> [STATED TASK]
Reproduce each of the following entries line for line, without altering any character.

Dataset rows
* * *
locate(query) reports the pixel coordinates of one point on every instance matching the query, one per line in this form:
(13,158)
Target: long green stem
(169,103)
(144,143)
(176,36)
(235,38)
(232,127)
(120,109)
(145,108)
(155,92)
* * *
> [CORRECT RESULT]
locate(query) reports the pixel coordinates of one point on every instance matching the query, one per line in this form:
(13,158)
Target: long green stem
(169,103)
(144,143)
(176,36)
(235,38)
(232,127)
(120,109)
(145,108)
(155,92)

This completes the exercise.